• COMPITO DA SVOLGERE 1: Trascrivi parola per parola il passo del testo estratto da "I soldi, cose" a "un ruolo centrale.".
• COMPITO DA SVOLGERE 2: Secondo il testo estratto, quale percentuale delle donne non possiede alcun conto bancario?

In sostanza, le donne si fanno carico del 74% del lavoro totale non retribuito di assistenza e cura.
Peggio di noi solo Albania, Armenia, Portogallo e Turchia. Nella giornata di lavoro media di una donna, se si somma il tempo di lavoro retribuito con quello non retribuito di assistenza e cura, la giornata lavorativa di una donna italiana dura in media 6 ore e 48 minuti, quella degli uomini 5 ore e 31 minuti, con le donne che hanno meno tempo a disposizione rispetto agli uomini.
Le donne che svolgono i lavori di cura
(Fonte: ILO)
I soldi, cose da uomini
Il lavoro che manca (o che non si cerca, o a cui si rinuncia) è una parte centrale del contesto che favorisce la violenza economica. Oltre a favorire l’isolamento della donna vittima di violenza, crea anche quella fragilità economica che rende più difficile l’emancipazione.
In questo, ha un ruolo fondamentale anche l’atteggiamento delle donne rispetto alla gestione del denaro, personale e familiare. E, anche qui, la cultura riveste un ruolo centrale.
Una recente indagine del Museo del Risparmio mostra per esempio che quasi il 14% delle donne non possiede alcun conto bancario a fronte di poco meno del 10% degli uomini.
Le donne, poi, conoscono meno i concetti di base dell’economia, si occupano con meno frequenza della gestione e degli investimenti. Sempre secondo la stessa indagine, quando lavorano, le donne risentono di peggiori condizioni contrattuali (tra le occupate il 68.6% è a tempo indeterminato a fronte del 73.3% degli uomini) e il 45% delle donne intervistate guadagna meno del proprio partner, dato che scende al 19,7% per gli uomini.
Le donne e il denaro
(Fonte: “Capacità di Sopportazione e di Reazione degli Italiani di fronte alla pandemia” a cura del Museo del Risparmio di Intesa Sanpaolo ed Episteme)
Insomma, le donne restano un passo indietro quando si parla di soldi come se, davvero, la gestione economica fosse una cosa da uomini e come se i soldi non avessero a che fare con l’autonomia personale.

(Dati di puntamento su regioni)
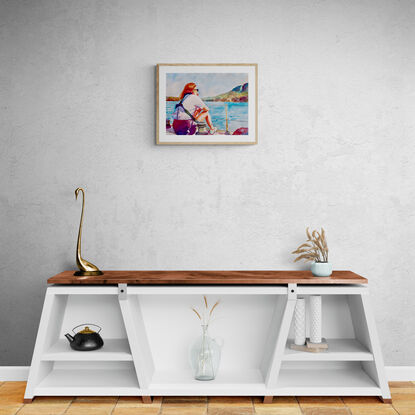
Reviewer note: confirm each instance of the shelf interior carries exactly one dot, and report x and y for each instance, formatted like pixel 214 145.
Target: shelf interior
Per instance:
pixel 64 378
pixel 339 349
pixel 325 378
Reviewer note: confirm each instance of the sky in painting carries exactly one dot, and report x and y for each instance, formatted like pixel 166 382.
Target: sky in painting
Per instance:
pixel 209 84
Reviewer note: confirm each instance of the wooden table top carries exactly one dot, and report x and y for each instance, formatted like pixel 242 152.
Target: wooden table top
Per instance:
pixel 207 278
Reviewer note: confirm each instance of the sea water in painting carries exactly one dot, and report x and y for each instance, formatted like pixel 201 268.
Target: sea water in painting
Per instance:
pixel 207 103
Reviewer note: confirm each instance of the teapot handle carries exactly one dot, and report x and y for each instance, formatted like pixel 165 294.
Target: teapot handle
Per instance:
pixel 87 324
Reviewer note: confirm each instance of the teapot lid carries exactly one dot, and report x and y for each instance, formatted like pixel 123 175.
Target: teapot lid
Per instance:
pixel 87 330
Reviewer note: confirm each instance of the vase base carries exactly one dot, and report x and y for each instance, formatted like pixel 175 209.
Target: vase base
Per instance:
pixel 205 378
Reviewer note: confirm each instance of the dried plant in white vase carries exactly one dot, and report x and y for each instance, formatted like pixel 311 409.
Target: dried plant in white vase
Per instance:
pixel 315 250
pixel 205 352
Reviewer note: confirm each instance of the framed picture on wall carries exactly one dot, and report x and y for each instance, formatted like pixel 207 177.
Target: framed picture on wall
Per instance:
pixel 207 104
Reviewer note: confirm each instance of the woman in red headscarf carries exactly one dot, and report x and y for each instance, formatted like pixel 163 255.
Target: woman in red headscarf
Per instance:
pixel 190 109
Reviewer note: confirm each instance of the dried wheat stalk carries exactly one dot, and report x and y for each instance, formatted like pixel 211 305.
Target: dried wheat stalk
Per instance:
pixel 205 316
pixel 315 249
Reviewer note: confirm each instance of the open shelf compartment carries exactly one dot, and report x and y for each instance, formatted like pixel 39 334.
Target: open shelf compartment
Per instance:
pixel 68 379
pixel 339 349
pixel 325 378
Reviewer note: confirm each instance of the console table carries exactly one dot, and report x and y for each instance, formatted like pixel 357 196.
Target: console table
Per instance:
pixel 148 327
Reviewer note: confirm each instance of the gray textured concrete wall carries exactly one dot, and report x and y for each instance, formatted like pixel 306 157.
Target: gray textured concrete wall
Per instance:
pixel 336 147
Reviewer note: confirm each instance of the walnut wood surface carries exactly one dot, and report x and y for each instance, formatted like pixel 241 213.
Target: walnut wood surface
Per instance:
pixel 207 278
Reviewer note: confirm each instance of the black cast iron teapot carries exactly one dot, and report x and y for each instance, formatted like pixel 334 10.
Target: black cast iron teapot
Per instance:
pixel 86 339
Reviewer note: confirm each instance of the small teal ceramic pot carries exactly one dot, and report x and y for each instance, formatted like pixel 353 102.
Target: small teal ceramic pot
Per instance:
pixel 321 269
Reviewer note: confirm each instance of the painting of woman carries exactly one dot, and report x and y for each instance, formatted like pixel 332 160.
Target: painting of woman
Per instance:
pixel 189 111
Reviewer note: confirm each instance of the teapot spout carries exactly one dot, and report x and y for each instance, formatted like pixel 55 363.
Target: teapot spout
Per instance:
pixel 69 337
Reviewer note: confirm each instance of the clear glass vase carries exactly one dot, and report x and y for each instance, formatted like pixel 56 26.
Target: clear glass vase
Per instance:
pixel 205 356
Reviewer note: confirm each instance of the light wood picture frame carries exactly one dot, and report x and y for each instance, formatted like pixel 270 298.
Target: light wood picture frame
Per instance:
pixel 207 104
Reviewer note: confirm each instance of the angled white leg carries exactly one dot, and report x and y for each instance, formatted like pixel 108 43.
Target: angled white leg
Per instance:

• RISPOSTA ATTESA 1:
I soldi, cose da uomini
Il lavoro che manca (o che non si cerca, o a cui si rinuncia) è una parte centrale del contesto che favorisce la violenza economica. Oltre a favorire l’isolamento della donna vittima di violenza, crea anche quella fragilità economica che rende più difficile l’emancipazione.
In questo, ha un ruolo fondamentale anche l’atteggiamento delle donne rispetto alla gestione del denaro, personale e familiare. E, anche qui, la cultura riveste un ruolo centrale.

• RISPOSTA ATTESA 2: Quasi il 14%.